• I compiti:
- A) Ripeti alla lettera l'estratto sulle parti comuni del condominio: comincia dalle parole che contengono "Anche volendo allargare" e fermati dopo "2016, n. 11892).".
- B) Prosegui l'estratto sulle parti comuni del condominio, scrivendo ciò che viene dopo la sua ultima frase.

• Estratto scelto:
---------------
Anche volendo allargare la "forbice" in ordine all'omesso esame da parte del giudice del gravame degli elementi istruttori, tale aspetto non integra di per sé il vizio di omesso esame di un fatto decisivo (Cass. civ. ord. 29 ottobre 2018, n. 27415; Cass. civ. 10 giugno 2016, n. 11892).

Condizioni per l'uso delle parti comuni in condominio

Secondo gli ermellini, al singolo condomino è consentita l'esecuzione di un'opera implicante un maggiore suo godimento della cosa comune soltanto se la realizzazione di essa non impedisca agli altri condomini il compimento di opere, già previste o ragionevolmente prevedibili in alla base alla destinazione attuale della cosa comune ed alle prospettive offerte dalla sia natura, le quali permettano ai medesimi lo stesso od altro miglio uso di tale cosa a vantaggio delle loro proprietà esclusive.

Perciò ai sensi dell'art. 1102 c.c., è consentita al condomino la più ampia utilizzazione di un bene comune, ai fini della sistemazione di impianti diretti a soddisfare le esigenze di servizi indispensabili per il godimento di un proprio appartamento, purché sia rispettata la proprietà esclusiva degli altri condomini e non sia violata la rispettiva sfera di facoltà e diritti.

In tema di condominio ed uso delle cose comuni, il diritto di ciascun condomino sulle parti comuni, salvo che il titolo non disponga altrimenti, è proporzionale al valore dell'unità immobiliare che gli appartiene (ART. 1118 c.c.) vedi Trib. Roma 07 aprile 2020.

Uso più intenso del bene comune da parte del singolo proprietario, è giustificato ed è considerato legittimo in ragione dell'assenza di pregiudizio per la stabilità dell'edificio e in generale per gli altri condomini.
---------------
Dati di segmentazione:
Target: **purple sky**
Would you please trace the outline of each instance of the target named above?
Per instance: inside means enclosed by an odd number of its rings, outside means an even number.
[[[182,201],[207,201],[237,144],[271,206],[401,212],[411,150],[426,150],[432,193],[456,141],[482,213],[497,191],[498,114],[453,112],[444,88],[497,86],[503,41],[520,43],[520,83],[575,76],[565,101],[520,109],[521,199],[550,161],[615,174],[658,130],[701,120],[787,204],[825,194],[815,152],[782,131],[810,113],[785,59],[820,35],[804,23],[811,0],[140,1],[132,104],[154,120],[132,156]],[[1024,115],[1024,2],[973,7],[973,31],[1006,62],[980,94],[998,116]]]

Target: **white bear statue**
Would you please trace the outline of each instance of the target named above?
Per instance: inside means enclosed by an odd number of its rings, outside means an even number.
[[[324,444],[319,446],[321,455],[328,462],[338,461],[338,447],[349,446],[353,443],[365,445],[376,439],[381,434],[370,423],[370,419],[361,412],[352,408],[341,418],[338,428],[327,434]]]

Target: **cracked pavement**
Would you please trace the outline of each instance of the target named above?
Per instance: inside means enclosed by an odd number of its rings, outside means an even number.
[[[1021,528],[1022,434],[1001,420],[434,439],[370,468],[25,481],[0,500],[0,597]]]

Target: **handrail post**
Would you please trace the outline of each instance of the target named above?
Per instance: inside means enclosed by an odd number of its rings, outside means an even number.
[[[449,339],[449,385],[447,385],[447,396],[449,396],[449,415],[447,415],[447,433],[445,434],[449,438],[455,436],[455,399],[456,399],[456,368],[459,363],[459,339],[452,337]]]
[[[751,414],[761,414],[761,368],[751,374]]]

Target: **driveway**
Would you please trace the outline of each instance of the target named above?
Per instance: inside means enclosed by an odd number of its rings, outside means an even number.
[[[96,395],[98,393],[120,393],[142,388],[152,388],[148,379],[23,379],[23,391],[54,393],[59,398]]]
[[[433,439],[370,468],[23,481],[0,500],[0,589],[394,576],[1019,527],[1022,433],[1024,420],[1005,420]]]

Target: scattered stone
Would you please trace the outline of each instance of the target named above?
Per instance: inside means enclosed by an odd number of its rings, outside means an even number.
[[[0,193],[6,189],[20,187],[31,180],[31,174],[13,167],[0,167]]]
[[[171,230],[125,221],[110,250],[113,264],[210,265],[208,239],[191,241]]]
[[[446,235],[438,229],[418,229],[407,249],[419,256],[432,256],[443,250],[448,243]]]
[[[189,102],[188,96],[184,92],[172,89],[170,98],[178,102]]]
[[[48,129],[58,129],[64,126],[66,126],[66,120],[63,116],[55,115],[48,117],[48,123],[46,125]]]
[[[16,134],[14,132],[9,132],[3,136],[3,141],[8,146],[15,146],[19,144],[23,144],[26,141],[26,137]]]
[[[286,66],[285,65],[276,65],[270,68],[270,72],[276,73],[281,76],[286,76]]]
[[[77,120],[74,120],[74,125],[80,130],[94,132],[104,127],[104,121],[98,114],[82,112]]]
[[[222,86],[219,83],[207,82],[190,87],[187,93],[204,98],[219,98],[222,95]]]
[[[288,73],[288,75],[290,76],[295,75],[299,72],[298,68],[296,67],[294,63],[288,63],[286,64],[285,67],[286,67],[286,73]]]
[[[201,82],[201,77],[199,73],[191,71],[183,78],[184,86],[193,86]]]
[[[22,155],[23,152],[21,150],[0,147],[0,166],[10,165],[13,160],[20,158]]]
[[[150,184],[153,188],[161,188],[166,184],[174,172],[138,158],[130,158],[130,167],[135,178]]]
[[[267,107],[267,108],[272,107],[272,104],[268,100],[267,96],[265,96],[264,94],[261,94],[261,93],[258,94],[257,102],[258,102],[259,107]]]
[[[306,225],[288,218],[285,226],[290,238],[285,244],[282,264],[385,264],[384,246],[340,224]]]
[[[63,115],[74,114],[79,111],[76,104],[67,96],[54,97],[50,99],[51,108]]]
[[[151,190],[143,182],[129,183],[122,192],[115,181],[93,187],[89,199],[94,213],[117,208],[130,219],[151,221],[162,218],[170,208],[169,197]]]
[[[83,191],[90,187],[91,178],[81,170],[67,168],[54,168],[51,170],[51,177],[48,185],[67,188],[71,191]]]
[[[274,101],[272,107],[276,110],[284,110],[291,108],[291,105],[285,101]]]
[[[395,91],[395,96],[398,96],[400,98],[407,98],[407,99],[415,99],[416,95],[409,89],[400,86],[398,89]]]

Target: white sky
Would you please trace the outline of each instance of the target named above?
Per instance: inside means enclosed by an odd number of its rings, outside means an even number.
---------------
• Risposte fornite:
- A)
Anche volendo allargare la "forbice" in ordine all'omesso esame da parte del giudice del gravame degli elementi istruttori, tale aspetto non integra di per sé il vizio di omesso esame di un fatto decisivo (Cass. civ. ord. 29 ottobre 2018, n. 27415; Cass. civ. 10 giugno 2016, n. 11892).

- B)
Al fine di determinare la legittimità di interventi realizzati sulle parti comuni questi devono essere assistiti da due caratteristiche: in primo luogo la realizzazione di interventi trasformativi delle parti comuni non può essere svolta in quanto non avrebbe consentito il rispetto e la salvaguardia della funzione di adeguata protezione delle strutture (Cass. civ., sez. II, 3 agosto 2012, n. 14107). In seconda battuta, poi, l'uso frazionato del bene comune è consentito solo nel rispetto dei precetti del già citato art. 1102 c.c. Giova specificare come nel caso in questione, e in generale in tutti quelli aventi oggetto l'uso più intenso delle cose comuni, spetta ai giudici di merito, in applicazione dei criteri sopra tratteggiati, chiarire se nel caso in decisione si assista ad un uso più intenso ma consentito della cosa comune, oppure se tale uso travalichi nell'abuso, integrando un illegittima e abusiva occupazione e trasformazione di una parte comune (Cass. civ. sez. II, 8 gennaio 2021, n. 97).

Per completezza, va, altresì, sottolineato che, giustamente, il rigetto del primo e secondo motivo, comporta, ex se, il rigetto del terzo motivo, perché la Corte d'appello ha statuito in modo ineccepibile in ordine alle spese del doppio grado di giudizio.

In conclusione, la Suprema Corte rigetta i motivi di ricorso, condannando il ricorrente al pagamento delle spese processuali.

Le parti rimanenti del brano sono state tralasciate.